— Start Data shown —
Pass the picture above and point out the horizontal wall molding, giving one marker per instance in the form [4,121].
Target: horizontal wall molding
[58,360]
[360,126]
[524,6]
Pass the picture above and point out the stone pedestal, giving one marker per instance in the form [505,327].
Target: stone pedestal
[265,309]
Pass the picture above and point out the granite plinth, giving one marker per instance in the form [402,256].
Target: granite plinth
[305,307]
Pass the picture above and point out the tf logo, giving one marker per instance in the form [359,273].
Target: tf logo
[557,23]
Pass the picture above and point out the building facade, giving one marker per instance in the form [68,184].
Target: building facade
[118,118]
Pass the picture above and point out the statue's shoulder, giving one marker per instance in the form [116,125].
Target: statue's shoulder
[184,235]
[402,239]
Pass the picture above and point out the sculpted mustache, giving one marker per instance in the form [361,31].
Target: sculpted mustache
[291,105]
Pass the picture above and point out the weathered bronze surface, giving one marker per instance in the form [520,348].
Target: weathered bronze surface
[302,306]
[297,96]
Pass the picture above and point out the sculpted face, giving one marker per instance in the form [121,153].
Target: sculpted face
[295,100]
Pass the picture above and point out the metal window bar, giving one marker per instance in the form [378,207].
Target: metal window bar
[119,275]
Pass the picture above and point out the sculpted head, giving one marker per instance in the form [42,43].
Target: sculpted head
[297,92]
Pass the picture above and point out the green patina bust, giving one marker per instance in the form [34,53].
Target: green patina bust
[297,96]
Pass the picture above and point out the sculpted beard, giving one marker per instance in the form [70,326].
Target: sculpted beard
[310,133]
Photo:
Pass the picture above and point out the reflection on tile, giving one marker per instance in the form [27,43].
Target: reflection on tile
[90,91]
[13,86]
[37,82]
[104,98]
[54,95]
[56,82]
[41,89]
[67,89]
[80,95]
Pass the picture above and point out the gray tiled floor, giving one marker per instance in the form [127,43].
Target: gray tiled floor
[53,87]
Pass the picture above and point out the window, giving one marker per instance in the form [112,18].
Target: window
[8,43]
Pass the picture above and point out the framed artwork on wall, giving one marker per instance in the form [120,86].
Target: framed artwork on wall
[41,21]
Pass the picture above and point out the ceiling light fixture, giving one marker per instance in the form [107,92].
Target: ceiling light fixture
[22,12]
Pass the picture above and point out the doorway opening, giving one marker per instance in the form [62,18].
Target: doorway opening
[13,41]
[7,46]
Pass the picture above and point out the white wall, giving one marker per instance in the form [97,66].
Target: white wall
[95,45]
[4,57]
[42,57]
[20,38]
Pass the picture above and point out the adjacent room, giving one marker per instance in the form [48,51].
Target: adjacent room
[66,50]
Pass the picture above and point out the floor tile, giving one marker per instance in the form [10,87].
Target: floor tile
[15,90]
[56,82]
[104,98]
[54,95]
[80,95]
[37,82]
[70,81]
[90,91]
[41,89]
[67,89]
— End Data shown —
What you will do
Every line from the one containing "Pass the picture above and point out the framed" through the end of the entries above must be echoed exactly, with both ends kept.

Output for this task
Pass the picture above and point out the framed artwork on wall, giving one marker per instance in the form [120,86].
Target: framed artwork on wall
[41,21]
Pass the picture above and point out the ceiling light fixture, giving one marker per instance in the form [107,92].
Target: ceiling light fixture
[22,12]
Pass the picture above and point out the doorway opening, giving one marker per instance in the form [62,18].
Target: doorway opening
[13,41]
[7,46]
Pass the picture above and point out the white wall, giving one marker per instance in the form [97,66].
Target: white wall
[95,45]
[4,57]
[42,57]
[20,38]
Pass the picture above and point out the adjacent room, giving one marker per instance in the form [48,51].
Target: adjacent room
[66,50]
Pass the picture above and point out the floor tile, giving one marker per instance in the form [10,87].
Target: floor tile
[15,90]
[56,82]
[104,98]
[54,95]
[80,95]
[37,82]
[70,81]
[90,91]
[41,89]
[67,89]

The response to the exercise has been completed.